Exercise requirements: Beginning at the line that contains "Readme: the locator spots each instance of the toilet tank in", transcribe the remaining lines of the listing exactly; include the final line and omit everything before.

━━ Dataset ━━

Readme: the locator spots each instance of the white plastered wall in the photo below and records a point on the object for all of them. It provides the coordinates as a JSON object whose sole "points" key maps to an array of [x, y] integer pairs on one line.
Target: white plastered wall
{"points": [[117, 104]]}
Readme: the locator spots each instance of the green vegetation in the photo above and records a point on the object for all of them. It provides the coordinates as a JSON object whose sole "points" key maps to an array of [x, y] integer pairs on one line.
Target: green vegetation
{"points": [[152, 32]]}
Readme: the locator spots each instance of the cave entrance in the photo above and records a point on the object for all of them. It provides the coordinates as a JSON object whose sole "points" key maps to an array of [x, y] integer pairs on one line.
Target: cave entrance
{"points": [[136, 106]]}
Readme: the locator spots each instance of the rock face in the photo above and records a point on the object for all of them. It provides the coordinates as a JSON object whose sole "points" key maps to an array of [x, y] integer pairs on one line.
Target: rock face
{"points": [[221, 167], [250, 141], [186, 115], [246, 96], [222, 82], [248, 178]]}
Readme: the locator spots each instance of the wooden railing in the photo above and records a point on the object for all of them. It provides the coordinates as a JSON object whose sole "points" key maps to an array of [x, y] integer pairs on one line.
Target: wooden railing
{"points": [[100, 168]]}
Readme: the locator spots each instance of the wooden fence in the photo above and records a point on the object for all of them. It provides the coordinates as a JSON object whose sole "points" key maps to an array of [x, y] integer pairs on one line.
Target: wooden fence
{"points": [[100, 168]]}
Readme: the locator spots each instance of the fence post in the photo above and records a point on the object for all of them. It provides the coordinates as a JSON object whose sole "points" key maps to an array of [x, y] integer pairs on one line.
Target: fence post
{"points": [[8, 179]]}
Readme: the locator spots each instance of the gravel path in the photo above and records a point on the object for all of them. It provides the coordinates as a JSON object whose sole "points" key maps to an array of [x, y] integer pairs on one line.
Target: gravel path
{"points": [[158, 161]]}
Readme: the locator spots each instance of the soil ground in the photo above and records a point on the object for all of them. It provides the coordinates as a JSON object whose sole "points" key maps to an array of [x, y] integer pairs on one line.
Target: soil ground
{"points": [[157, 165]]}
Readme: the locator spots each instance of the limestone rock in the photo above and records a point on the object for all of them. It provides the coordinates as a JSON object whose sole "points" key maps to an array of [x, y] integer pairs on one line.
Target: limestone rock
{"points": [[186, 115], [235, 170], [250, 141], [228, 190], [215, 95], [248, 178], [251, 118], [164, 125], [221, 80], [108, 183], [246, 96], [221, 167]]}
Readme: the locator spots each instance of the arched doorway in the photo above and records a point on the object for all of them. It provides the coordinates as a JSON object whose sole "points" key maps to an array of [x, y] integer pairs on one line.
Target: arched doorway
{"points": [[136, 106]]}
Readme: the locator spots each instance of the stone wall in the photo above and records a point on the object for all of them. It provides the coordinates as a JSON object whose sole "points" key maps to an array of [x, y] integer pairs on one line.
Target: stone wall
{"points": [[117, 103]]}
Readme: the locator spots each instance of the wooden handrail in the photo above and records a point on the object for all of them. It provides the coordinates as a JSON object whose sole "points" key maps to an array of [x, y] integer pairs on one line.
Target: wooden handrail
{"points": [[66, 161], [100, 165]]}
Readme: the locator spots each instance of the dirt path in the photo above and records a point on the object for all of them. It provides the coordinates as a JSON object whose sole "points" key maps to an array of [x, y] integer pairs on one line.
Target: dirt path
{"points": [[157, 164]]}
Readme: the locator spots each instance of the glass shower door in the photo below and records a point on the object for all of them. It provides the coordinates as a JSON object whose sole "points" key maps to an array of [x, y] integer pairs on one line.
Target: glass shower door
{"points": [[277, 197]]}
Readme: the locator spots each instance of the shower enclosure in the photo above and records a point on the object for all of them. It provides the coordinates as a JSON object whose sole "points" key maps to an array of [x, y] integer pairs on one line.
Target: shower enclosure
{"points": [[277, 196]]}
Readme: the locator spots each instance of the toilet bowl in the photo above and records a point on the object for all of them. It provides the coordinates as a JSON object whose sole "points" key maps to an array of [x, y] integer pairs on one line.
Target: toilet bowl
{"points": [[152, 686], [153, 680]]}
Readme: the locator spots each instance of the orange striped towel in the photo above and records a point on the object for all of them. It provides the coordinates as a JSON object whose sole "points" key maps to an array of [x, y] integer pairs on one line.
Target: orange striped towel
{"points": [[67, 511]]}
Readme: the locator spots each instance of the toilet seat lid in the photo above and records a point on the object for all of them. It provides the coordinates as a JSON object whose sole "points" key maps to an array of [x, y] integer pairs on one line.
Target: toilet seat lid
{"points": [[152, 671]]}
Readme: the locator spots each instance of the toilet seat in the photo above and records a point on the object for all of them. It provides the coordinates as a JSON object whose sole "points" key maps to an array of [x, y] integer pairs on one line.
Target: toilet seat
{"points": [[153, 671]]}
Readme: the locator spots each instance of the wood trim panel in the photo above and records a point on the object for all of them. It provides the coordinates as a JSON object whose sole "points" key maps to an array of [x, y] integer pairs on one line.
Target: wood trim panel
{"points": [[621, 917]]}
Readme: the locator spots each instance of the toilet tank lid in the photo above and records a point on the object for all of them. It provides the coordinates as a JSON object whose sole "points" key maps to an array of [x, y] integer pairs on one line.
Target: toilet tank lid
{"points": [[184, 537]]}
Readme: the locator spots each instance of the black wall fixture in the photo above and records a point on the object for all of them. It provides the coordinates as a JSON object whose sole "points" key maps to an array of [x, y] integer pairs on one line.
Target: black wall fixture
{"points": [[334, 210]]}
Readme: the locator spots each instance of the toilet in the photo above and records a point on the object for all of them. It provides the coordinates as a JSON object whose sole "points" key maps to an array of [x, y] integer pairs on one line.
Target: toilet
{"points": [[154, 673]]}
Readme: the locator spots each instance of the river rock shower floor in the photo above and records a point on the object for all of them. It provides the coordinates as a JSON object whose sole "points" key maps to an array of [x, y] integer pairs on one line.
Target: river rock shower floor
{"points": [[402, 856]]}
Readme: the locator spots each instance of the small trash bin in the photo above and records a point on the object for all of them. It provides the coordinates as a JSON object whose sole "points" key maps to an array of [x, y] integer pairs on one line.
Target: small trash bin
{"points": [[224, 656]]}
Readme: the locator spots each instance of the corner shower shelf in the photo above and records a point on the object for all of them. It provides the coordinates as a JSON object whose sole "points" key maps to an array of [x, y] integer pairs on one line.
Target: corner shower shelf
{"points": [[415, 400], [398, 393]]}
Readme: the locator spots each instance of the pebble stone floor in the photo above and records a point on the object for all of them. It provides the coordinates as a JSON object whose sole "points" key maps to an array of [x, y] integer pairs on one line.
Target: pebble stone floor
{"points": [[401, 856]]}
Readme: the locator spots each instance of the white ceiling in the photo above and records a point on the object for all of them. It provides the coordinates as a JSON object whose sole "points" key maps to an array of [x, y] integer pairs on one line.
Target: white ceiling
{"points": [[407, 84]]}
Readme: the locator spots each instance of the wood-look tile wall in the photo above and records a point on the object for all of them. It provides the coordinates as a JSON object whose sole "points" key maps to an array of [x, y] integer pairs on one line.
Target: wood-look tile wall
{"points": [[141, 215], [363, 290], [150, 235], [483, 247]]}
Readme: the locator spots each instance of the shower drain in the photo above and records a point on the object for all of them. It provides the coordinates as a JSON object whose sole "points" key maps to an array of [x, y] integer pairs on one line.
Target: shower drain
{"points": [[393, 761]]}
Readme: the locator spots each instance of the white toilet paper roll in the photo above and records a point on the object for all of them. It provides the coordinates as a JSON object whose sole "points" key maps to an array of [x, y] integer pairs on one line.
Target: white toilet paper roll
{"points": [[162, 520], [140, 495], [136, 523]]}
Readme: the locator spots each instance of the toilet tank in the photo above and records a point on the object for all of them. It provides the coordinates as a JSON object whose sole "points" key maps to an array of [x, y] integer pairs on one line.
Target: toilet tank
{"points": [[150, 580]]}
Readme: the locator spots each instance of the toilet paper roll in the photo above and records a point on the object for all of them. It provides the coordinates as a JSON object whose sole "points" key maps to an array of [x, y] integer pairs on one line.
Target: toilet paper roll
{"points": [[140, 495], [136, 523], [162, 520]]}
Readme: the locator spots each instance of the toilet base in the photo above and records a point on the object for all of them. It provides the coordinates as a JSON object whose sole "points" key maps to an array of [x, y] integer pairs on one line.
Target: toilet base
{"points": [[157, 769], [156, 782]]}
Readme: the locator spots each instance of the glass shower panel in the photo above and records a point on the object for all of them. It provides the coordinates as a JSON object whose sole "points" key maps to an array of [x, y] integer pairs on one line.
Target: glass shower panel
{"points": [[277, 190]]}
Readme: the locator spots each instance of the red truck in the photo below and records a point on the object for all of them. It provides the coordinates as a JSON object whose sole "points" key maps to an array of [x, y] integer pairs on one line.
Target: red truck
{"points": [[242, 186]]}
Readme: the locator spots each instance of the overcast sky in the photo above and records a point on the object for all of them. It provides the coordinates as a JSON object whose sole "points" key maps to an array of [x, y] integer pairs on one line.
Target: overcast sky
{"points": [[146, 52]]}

━━━

Answer for this exercise:
Readme: the locator spots each instance of the toilet tank in the photo above and records a point on the object for all of them. It provides the coordinates as a JSON object whose sole "points" key maps to an array of [x, y] integer pairs on one line.
Target: toilet tank
{"points": [[150, 580]]}
Readme: the locator spots each instance of the toilet paper roll in the photo above and records a point on the object for all of them. It provides the coordinates as a JSON object whose sole "points" key maps to an array of [x, y] integer pairs on one line.
Target: toilet paper roll
{"points": [[140, 495], [136, 523], [162, 520]]}
Readme: the locator spots each instance of the toilet base in the photo above and records a point on the object for all of them. It provides the coordinates as a JSON object whose sole "points" key maps to an array of [x, y] integer pairs on one line.
Target: toilet base
{"points": [[157, 769], [156, 782]]}
Readme: the locator spots each instance of the glass shower panel in the photo above and records a point on the object for all of them. It provides the coordinates as a JSON object whose sole "points" key maps to an array of [x, y] integer pairs on one line.
Target: glass shower panel
{"points": [[277, 190]]}
Readme: the locator spots each instance of the red truck in the photo below and records a point on the object for all of them. It provides the coordinates as a JSON object whose sole "points" key maps to an array of [x, y] integer pairs on one line.
Target: red truck
{"points": [[242, 186]]}
Readme: the locator spots each instance of the overcast sky in the photo above and records a point on the object for all of them. It provides the coordinates as a JSON object whose sole "points" key maps to an array of [x, y] integer pairs on one line.
Target: overcast sky
{"points": [[146, 52]]}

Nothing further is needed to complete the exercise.